───── Dataset extract

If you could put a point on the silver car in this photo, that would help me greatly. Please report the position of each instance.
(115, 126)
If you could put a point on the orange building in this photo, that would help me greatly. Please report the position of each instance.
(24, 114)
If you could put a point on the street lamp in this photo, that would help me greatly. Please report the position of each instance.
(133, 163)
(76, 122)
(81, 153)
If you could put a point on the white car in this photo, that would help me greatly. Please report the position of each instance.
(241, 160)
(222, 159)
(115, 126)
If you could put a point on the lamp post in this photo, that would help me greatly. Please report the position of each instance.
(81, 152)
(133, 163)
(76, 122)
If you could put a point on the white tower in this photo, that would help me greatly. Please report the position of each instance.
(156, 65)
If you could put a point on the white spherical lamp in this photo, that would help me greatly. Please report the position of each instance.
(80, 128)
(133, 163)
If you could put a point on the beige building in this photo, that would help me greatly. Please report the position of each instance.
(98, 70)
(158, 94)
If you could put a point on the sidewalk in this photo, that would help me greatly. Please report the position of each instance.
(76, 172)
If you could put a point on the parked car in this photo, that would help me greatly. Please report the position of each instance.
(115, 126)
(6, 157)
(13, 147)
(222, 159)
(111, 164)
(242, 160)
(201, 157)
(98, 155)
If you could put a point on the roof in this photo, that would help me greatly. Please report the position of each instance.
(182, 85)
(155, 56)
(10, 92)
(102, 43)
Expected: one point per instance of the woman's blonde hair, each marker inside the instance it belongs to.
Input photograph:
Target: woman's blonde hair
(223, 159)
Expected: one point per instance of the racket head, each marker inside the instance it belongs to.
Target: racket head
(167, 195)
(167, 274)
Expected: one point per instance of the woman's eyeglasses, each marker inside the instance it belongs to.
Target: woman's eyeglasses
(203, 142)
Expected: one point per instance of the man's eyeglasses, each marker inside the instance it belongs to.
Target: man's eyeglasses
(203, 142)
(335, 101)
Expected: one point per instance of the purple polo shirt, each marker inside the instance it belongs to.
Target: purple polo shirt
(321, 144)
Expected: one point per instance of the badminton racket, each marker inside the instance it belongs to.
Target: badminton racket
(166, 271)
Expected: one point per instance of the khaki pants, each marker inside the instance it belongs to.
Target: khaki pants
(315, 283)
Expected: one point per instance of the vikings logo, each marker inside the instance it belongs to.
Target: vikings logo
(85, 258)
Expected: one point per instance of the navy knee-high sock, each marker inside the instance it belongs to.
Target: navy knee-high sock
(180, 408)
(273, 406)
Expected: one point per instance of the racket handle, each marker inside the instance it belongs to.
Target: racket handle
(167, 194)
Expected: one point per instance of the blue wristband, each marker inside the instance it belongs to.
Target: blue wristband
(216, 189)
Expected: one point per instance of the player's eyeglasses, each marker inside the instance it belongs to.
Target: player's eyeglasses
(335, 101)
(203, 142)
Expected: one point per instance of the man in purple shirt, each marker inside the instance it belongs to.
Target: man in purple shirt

──────────

* **Problem statement**
Write every record out again, unaltered.

* **Reply to the exercise**
If you could put a point on the silver car in this photo, that would help me greatly. Please report the position of each instance.
(115, 126)
If you could put a point on the orange building in this photo, that would help me greatly. Please report the position of each instance.
(24, 114)
If you could put a point on the street lamp in this photo, that would help me greatly. Please report the position of each instance.
(133, 163)
(76, 122)
(81, 153)
If you could put a point on the white car in this photo, that would help me greatly. Please report the position of each instance.
(241, 160)
(222, 159)
(115, 126)
If you could put a point on the lamp post in this photo, that would help me greatly. Please report the position of each instance.
(81, 152)
(133, 163)
(76, 122)
If you could put a point on the white tower in this photo, that would help me greatly. Please report the position of each instance.
(156, 65)
If you could put a point on the white spherical lamp in this photo, that would help me greatly. Please report the position of each instance.
(80, 128)
(133, 163)
If you could put a point on the beige building in this photo, that would help me greatly. Please report the position of each instance.
(98, 70)
(158, 94)
If you could put a point on the sidewalk in this photo, that would help me greatly. Please report the position of each instance.
(76, 172)
If you could put a point on the parked car in this photo, that would help me greatly. Please report the position of each instance.
(115, 126)
(6, 157)
(13, 147)
(222, 159)
(111, 164)
(242, 160)
(201, 157)
(98, 155)
If you could put a point on the roof in this photo, that would help me greatly. Please report the position of each instance.
(182, 85)
(155, 56)
(10, 92)
(102, 43)
Expected: one point per instance of the woman's blonde hair, each marker inside the instance it belongs to.
Input photograph:
Target: woman's blonde hair
(223, 159)
Expected: one point per instance of the racket head, each marker inside the instance it belongs to.
Target: racket head
(167, 195)
(167, 274)
Expected: one point per instance of the woman's eyeglasses, each marker inside the instance it belongs to.
Target: woman's eyeglasses
(203, 142)
Expected: one point per instance of the man's eyeglasses, each marker inside the instance it belongs to.
Target: man's eyeglasses
(203, 142)
(335, 101)
Expected: one point per instance of the purple polo shirt, each marker inside the instance it belongs to.
Target: purple polo shirt
(321, 144)
Expected: one point per instance of the badminton racket, each marker inside the instance it belongs to.
Target: badminton racket
(166, 271)
Expected: one point per instance of the khaki pants, each marker inside the instance it belongs to.
Target: khaki pants
(315, 283)
Expected: one point per instance of the vikings logo, each marker inside the instance it belongs to.
Target: vikings logo
(85, 258)
Expected: one point per instance of the navy knee-high sock, each marker inside the instance it belongs to.
Target: navy knee-high sock
(180, 408)
(273, 406)
Expected: one point per instance of the racket handle, each marker inside the instance it belongs to.
Target: racket handle
(167, 194)
Expected: one point per instance of the blue wristband, each marker inside the instance it belongs to.
Target: blue wristband
(216, 189)
Expected: one point per instance of the player's eyeglasses, each marker inside the instance it belongs to.
Target: player's eyeglasses
(335, 101)
(203, 142)
Expected: one point per instance of the man in purple shirt, each marker inside the instance it belongs to.
Target: man in purple shirt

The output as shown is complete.